[Problem to solve] Format the lines of the records below as a numbered list, leaving out any blank lines.

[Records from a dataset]
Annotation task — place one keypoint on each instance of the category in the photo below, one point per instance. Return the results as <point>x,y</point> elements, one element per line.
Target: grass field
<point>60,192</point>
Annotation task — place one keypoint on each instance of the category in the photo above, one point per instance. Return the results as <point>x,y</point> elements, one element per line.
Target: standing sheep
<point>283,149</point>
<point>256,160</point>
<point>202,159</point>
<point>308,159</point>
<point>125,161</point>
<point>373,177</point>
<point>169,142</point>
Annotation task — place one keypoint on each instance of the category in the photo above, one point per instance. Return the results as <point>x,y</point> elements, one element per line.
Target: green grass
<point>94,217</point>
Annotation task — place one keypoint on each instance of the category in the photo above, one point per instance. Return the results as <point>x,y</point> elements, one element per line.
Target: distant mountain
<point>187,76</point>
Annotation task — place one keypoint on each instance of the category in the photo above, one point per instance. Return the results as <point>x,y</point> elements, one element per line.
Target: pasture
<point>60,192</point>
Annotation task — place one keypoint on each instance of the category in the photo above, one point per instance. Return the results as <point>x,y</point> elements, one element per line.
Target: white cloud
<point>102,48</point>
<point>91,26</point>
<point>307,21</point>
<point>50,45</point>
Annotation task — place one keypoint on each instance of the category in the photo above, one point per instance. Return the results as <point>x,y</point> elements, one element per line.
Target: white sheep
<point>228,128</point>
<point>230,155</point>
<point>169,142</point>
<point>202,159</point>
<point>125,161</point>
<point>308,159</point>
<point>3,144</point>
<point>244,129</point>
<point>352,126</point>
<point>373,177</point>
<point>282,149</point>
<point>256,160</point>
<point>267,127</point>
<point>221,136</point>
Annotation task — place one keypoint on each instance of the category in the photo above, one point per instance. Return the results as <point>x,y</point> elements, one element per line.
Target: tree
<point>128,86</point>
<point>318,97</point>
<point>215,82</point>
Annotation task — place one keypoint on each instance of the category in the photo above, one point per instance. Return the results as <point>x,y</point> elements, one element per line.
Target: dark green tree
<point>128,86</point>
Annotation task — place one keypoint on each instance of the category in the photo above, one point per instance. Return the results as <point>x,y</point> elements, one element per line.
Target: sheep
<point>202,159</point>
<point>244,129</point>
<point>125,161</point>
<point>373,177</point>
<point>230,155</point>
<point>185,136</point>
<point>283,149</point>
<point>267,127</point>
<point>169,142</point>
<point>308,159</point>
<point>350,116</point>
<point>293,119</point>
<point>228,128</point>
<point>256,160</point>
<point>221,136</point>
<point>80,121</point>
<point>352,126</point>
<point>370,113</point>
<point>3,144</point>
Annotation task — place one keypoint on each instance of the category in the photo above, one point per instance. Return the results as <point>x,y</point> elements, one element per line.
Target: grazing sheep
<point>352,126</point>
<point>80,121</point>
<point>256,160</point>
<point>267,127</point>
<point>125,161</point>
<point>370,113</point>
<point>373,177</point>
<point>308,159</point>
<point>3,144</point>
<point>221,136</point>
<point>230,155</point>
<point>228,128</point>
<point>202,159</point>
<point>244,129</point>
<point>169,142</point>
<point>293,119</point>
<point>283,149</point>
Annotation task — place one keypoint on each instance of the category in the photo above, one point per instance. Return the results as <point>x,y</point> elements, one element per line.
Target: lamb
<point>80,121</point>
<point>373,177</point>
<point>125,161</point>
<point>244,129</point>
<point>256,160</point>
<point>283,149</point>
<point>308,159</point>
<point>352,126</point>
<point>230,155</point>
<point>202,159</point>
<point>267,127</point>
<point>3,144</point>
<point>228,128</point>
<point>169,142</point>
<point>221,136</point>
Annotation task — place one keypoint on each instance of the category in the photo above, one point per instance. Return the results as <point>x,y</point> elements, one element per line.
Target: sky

[The output]
1. Annotation task — place one keypoint on each instance of the category in the photo below, one point per instance. Return the results as <point>x,y</point> elements, one element per line.
2. Target: grass field
3. <point>60,192</point>
4. Annotation task — place one keypoint on each instance of the category in the photo above, one point per instance. Return the results as <point>x,y</point> elements, one element per line.
5. Target: standing sheep
6. <point>283,149</point>
7. <point>256,160</point>
8. <point>202,159</point>
9. <point>308,159</point>
10. <point>125,161</point>
11. <point>373,177</point>
12. <point>169,142</point>
13. Annotation task — place one keypoint on each instance of the category in the photo above, one point per instance. Return the results as <point>x,y</point> elements, one element per line.
14. Target: green grass
15. <point>94,217</point>
16. Annotation task — place one keypoint on each instance of the category in the photo above, one point per instance. Return the results as <point>x,y</point> elements, one element per line.
17. Target: distant mountain
18. <point>187,76</point>
19. Annotation task — place one keypoint on each instance of the category in the photo above, one point per instance. Return the results as <point>x,y</point> elements, one element per line.
20. Target: pasture
21. <point>60,192</point>
22. Annotation task — place one keypoint on each instance of the category in the photo above, one point per instance. Return the results as <point>x,y</point> elements, one element per line.
23. Target: white cloud
24. <point>102,48</point>
25. <point>91,26</point>
26. <point>307,21</point>
27. <point>50,45</point>
28. Annotation task — place one keypoint on each instance of the category in the photo above, one point per instance. Return the results as <point>x,y</point> elements, one element per line.
29. Target: white sheep
30. <point>228,128</point>
31. <point>230,155</point>
32. <point>169,142</point>
33. <point>202,159</point>
34. <point>125,161</point>
35. <point>308,159</point>
36. <point>3,144</point>
37. <point>244,129</point>
38. <point>352,126</point>
39. <point>373,177</point>
40. <point>282,149</point>
41. <point>256,160</point>
42. <point>267,127</point>
43. <point>221,136</point>
44. Annotation task — place one keypoint on each instance of the category in the photo above, one point per instance. Return the results as <point>x,y</point> elements, one element per line.
45. Target: tree
46. <point>128,86</point>
47. <point>318,97</point>
48. <point>215,82</point>
49. Annotation task — place one keypoint on each instance of the category in the photo above, one point per instance. Return the results as <point>x,y</point> elements, one element per line.
50. Target: dark green tree
51. <point>128,86</point>
52. Annotation task — place one keypoint on each instance of the category in the photo above, one point per instance. Return the results as <point>x,y</point> elements, one element per line.
53. Target: sheep
54. <point>202,159</point>
55. <point>244,129</point>
56. <point>125,161</point>
57. <point>373,177</point>
58. <point>230,155</point>
59. <point>185,136</point>
60. <point>283,149</point>
61. <point>267,127</point>
62. <point>169,142</point>
63. <point>308,159</point>
64. <point>350,116</point>
65. <point>293,119</point>
66. <point>228,128</point>
67. <point>256,160</point>
68. <point>221,136</point>
69. <point>80,121</point>
70. <point>352,126</point>
71. <point>370,113</point>
72. <point>3,144</point>
73. Annotation task — place one keypoint on each instance of the category in the photo above, one point per instance. Return the results as <point>x,y</point> elements, one element per line.
74. Target: grazing sheep
75. <point>352,126</point>
76. <point>80,121</point>
77. <point>256,160</point>
78. <point>267,127</point>
79. <point>125,161</point>
80. <point>370,113</point>
81. <point>373,177</point>
82. <point>308,159</point>
83. <point>3,144</point>
84. <point>221,136</point>
85. <point>230,155</point>
86. <point>228,128</point>
87. <point>202,159</point>
88. <point>244,129</point>
89. <point>169,142</point>
90. <point>293,119</point>
91. <point>283,149</point>
92. Annotation task — place one keypoint on each instance of the category in the photo above, one point per instance. Return the results as <point>x,y</point> elements, one element per line.
93. Target: lamb
94. <point>80,121</point>
95. <point>373,177</point>
96. <point>125,161</point>
97. <point>244,129</point>
98. <point>256,160</point>
99. <point>283,149</point>
100. <point>308,159</point>
101. <point>352,126</point>
102. <point>230,155</point>
103. <point>202,159</point>
104. <point>267,127</point>
105. <point>3,144</point>
106. <point>228,128</point>
107. <point>169,142</point>
108. <point>221,136</point>
109. Annotation task — place one keypoint on each instance of the category in the photo above, one point per instance. Return the results as <point>x,y</point> elements, one element per line.
110. Target: sky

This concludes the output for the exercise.